### About this exercise:
Write out each record a second time, exactly.

═══

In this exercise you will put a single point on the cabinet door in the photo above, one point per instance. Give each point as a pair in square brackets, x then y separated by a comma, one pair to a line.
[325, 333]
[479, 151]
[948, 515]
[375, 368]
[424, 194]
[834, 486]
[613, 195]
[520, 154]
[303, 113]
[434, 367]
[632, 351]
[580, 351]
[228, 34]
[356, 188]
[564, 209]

═══

### Problem solution:
In this exercise you will put a single point on the cabinet door in the photo above, one point per instance. Give each point as a pair in square brackets, x then y separated by a comma, one pair to a line.
[325, 333]
[479, 151]
[948, 515]
[375, 368]
[424, 194]
[834, 486]
[613, 195]
[520, 154]
[303, 113]
[434, 367]
[632, 351]
[580, 351]
[228, 34]
[356, 188]
[564, 209]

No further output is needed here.